**THE INPUT**
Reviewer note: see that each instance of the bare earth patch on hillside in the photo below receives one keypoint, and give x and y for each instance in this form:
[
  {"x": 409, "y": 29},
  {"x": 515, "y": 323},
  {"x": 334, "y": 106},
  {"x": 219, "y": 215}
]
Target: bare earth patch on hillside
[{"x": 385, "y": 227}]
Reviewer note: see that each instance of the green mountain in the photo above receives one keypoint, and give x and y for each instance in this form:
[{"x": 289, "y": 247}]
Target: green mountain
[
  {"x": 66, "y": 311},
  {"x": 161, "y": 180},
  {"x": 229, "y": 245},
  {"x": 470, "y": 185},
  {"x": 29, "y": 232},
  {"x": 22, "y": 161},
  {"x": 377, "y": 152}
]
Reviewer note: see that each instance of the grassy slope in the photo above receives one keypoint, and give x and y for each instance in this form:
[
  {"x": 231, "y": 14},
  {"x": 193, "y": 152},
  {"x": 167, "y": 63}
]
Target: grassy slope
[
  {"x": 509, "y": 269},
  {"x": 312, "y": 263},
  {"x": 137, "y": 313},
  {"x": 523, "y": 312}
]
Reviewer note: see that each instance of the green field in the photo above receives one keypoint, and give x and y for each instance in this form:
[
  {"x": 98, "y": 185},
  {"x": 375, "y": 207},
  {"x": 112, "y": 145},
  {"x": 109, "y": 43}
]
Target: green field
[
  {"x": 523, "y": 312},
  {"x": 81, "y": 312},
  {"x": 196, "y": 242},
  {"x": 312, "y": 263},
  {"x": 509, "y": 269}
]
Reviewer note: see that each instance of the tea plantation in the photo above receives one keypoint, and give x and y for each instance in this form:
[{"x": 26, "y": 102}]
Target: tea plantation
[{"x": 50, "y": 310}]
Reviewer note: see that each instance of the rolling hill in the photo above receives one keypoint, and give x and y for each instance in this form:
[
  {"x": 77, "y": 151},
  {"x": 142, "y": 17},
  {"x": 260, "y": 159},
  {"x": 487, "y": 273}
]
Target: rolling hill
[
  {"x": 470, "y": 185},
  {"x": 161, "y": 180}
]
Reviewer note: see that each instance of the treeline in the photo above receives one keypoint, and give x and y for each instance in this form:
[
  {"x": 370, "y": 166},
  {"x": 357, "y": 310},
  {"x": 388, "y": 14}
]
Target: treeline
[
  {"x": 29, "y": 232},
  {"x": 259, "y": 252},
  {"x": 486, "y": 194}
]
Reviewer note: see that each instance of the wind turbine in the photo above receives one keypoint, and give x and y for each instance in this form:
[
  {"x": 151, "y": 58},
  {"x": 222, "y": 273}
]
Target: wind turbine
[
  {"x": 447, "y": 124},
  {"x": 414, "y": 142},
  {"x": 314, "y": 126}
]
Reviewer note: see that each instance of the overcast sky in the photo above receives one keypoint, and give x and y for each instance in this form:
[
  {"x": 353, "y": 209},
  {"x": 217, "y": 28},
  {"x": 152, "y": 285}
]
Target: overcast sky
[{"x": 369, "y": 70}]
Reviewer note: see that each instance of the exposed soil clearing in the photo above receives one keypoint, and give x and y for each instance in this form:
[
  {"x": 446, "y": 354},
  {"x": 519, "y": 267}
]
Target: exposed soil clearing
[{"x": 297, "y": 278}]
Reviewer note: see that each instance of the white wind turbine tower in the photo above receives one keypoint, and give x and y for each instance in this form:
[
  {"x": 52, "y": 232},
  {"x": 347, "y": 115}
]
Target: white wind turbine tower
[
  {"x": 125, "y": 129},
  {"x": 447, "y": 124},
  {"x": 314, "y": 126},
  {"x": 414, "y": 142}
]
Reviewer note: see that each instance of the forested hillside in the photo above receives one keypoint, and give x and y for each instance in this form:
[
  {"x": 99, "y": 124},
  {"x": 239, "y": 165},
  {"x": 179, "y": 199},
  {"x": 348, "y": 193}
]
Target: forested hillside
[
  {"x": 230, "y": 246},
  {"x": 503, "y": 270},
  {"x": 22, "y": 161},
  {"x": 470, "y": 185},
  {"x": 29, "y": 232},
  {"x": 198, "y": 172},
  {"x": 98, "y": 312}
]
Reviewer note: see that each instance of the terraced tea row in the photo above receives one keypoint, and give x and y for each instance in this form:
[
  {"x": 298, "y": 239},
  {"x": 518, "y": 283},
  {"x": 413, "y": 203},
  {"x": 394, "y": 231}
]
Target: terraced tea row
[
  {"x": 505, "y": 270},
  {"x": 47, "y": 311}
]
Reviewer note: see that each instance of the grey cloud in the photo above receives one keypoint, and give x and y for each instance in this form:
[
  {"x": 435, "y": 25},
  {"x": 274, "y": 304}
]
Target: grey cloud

**EXERCISE DIRECTIONS**
Check each line of the listing above, and copy it if it contains the word "cloud".

**RESPONSE BELOW**
Reviewer note: see that each instance of the grey cloud in the photo above receives one keypoint, and give x and y for each instance in this form:
Target: grey cloud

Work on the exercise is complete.